▶ _ASSIGNMENT_: Could you give every record again, exactly as it reads?

____________

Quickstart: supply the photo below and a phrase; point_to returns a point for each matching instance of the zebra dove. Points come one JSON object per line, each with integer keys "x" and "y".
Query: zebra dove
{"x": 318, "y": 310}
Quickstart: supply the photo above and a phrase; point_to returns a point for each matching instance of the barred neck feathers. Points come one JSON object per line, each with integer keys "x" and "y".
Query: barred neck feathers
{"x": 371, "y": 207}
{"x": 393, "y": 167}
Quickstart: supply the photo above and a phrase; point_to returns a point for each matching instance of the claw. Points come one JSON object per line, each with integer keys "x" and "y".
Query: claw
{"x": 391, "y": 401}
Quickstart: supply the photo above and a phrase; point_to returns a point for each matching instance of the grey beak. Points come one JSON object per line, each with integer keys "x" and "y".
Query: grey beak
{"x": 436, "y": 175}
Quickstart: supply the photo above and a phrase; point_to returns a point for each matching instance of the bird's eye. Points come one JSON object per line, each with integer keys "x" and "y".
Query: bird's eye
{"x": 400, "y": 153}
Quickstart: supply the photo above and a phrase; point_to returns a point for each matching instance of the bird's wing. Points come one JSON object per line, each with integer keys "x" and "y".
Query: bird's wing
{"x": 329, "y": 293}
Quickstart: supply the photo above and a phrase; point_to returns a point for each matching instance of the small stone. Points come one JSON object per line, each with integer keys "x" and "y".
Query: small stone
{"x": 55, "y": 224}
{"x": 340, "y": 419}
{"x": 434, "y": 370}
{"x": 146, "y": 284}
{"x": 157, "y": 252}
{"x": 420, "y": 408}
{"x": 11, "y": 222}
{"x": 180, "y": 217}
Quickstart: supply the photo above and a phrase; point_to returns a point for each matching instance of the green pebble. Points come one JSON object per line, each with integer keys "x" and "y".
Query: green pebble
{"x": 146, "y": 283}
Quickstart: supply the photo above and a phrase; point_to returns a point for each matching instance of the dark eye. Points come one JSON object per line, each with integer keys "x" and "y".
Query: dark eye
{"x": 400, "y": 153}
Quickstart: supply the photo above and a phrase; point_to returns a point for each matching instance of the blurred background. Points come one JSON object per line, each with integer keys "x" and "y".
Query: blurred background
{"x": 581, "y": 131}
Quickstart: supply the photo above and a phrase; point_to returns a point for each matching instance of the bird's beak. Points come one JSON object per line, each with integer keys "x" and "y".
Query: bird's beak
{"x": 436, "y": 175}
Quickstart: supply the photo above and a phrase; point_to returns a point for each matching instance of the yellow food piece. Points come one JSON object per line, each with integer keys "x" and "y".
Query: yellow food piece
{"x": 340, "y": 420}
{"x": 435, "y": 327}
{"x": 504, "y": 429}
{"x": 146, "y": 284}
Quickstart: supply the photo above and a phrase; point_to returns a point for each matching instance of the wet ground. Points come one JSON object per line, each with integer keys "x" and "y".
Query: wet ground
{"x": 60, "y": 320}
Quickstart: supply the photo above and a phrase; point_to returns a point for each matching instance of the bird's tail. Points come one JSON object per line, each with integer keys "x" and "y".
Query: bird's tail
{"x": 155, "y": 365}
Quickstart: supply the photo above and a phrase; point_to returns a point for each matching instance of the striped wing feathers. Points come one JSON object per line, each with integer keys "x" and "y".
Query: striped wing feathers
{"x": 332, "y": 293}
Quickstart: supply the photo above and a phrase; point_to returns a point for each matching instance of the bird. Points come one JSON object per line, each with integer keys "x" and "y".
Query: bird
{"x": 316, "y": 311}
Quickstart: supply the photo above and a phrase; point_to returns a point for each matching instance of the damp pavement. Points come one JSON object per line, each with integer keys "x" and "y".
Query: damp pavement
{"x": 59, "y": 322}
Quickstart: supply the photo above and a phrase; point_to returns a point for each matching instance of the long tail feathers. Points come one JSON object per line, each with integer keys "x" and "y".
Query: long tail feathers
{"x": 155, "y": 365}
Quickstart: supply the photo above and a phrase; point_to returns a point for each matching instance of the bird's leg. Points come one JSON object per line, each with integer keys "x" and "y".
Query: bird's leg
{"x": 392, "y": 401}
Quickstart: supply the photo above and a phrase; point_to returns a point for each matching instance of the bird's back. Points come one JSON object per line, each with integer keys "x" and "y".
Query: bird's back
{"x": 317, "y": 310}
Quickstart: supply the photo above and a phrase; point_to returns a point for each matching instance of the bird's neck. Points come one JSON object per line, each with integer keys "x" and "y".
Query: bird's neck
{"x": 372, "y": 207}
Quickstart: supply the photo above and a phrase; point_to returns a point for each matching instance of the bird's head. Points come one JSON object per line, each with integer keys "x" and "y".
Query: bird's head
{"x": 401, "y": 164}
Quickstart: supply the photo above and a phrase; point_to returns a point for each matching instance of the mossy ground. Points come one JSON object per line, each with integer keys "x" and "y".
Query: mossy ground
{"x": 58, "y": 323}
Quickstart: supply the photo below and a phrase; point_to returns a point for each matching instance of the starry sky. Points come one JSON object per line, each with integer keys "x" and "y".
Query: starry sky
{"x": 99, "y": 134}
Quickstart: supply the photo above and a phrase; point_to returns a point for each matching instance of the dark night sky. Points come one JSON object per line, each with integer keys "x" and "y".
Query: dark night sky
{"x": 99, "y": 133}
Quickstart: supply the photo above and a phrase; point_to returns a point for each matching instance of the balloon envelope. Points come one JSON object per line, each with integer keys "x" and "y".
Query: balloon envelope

____________

▶ _OUTPUT FOR THIS EXERCISE_:
Quickstart: supply the photo below and a phrase; point_to returns a point for each matching instance of the zebra dove. Points come one JSON object per line, each with integer keys "x" and "y".
Query: zebra dove
{"x": 318, "y": 310}
Quickstart: supply the photo above and a phrase; point_to returns a point for each matching instance of the barred neck feathers. Points come one JSON object per line, each with integer keys "x" and "y".
Query: barred neck feathers
{"x": 371, "y": 207}
{"x": 393, "y": 167}
Quickstart: supply the photo above and a phrase; point_to returns a point for each matching instance of the claw. Points come one JSON object per line, each with integer keys "x" and "y".
Query: claw
{"x": 391, "y": 401}
Quickstart: supply the photo above and a phrase; point_to returns a point for each matching instance of the grey beak. Points come one JSON object per line, each with integer keys "x" and "y".
Query: grey beak
{"x": 436, "y": 175}
Quickstart: supply the photo above and a phrase; point_to returns a point for each matching instance of the bird's eye. Points come one JSON object per line, each with integer keys "x" and "y".
Query: bird's eye
{"x": 400, "y": 153}
Quickstart: supply the photo above and a phrase; point_to returns a point for each matching instance of the bird's wing. Points come one JSON object per line, each with integer keys "x" and "y".
Query: bird's wing
{"x": 329, "y": 293}
Quickstart: supply the photo above and a phrase; point_to returns a point for each matching instance of the small stone. Points come one JSON object per line, each with integer keys "x" and "y".
Query: small stone
{"x": 55, "y": 224}
{"x": 340, "y": 419}
{"x": 434, "y": 370}
{"x": 146, "y": 284}
{"x": 157, "y": 252}
{"x": 420, "y": 408}
{"x": 11, "y": 222}
{"x": 180, "y": 217}
Quickstart: supply the photo above and a phrase; point_to returns a point for each matching instance of the green pebble. Points come one JSON object per line, each with integer keys "x" and "y".
Query: green pebble
{"x": 146, "y": 283}
Quickstart: supply the photo above and a phrase; point_to returns a point for each matching instance of the dark eye. Points come one JSON object per line, each with integer keys "x" and "y".
Query: dark eye
{"x": 400, "y": 153}
Quickstart: supply the photo above and a phrase; point_to returns a point for each matching instance of the blurred background. Points come one JSON object per line, each with integer keys "x" and "y".
Query: blurred background
{"x": 581, "y": 131}
Quickstart: supply the photo above and a phrase; point_to returns a point for each matching instance of the bird's beak. Points come one JSON object per line, each with integer keys "x" and "y".
Query: bird's beak
{"x": 436, "y": 175}
Quickstart: supply the photo above and a phrase; point_to returns a point for each matching instance of the yellow food piece. Points come one JSON object per line, each with integer keys "x" and "y".
Query: yellow food piece
{"x": 340, "y": 420}
{"x": 435, "y": 327}
{"x": 504, "y": 429}
{"x": 146, "y": 284}
Quickstart: supply the photo above and a phrase; point_to returns a point for each matching instance of the wet ground. Points come one JSON object per line, each with integer keys "x" and "y".
Query: wet ground
{"x": 60, "y": 320}
Quickstart: supply the photo above and a phrase; point_to returns a point for each matching instance of the bird's tail. Points come one JSON object per line, each with integer keys "x" and "y".
Query: bird's tail
{"x": 155, "y": 365}
Quickstart: supply the photo above and a phrase; point_to returns a point for each matching instance of the striped wing feathers. Points come one JSON object per line, each with integer keys "x" and "y".
Query: striped wing feathers
{"x": 332, "y": 293}
Quickstart: supply the photo above and a phrase; point_to returns a point for each matching instance of the bird. Points come one JSON object per line, each with integer keys "x" and "y".
Query: bird
{"x": 316, "y": 311}
Quickstart: supply the photo above and a phrase; point_to returns a point for each matching instance of the damp pavement. Points come one JSON object per line, each with integer keys "x" and "y".
Query: damp pavement
{"x": 59, "y": 322}
Quickstart: supply the photo above and a phrase; point_to returns a point for each matching instance of the long tail feathers. Points come one JSON object per line, each with integer keys "x" and "y".
Query: long tail feathers
{"x": 155, "y": 365}
Quickstart: supply the photo above and a phrase; point_to returns a point for each matching instance of the bird's leg. Points come one JSON object per line, each with integer keys "x" and "y".
Query: bird's leg
{"x": 392, "y": 401}
Quickstart: supply the photo above and a phrase; point_to returns a point for each matching instance of the bird's back. Points come one JSON object per line, each with integer keys "x" and "y".
Query: bird's back
{"x": 317, "y": 310}
Quickstart: supply the photo above and a phrase; point_to returns a point for each matching instance of the bird's neck. Points come one JSON object per line, each with integer keys "x" and "y".
Query: bird's neck
{"x": 372, "y": 207}
Quickstart: supply the photo above and a phrase; point_to returns a point for each matching instance of the bird's head. Points come one JSON object per line, each with integer keys "x" and "y".
Query: bird's head
{"x": 401, "y": 164}
Quickstart: supply the photo above and a phrase; point_to returns a point for each matching instance of the mossy ground. Points come one JSON object per line, each with integer keys "x" and "y".
Query: mossy ground
{"x": 58, "y": 323}
Quickstart: supply the photo below and a phrase; point_to returns a point for each matching instance of the starry sky. Points come one JSON object per line, each with integer keys "x" and "y".
Query: starry sky
{"x": 99, "y": 134}
Quickstart: supply the photo above and a phrase; point_to returns a point for each matching instance of the dark night sky. Points come one JSON object per line, each with integer keys "x" and "y".
Query: dark night sky
{"x": 99, "y": 133}
Quickstart: supply the photo above and a phrase; point_to returns a point for each matching instance of the balloon envelope. Points come one JSON object per line, each with integer keys "x" and "y".
Query: balloon envelope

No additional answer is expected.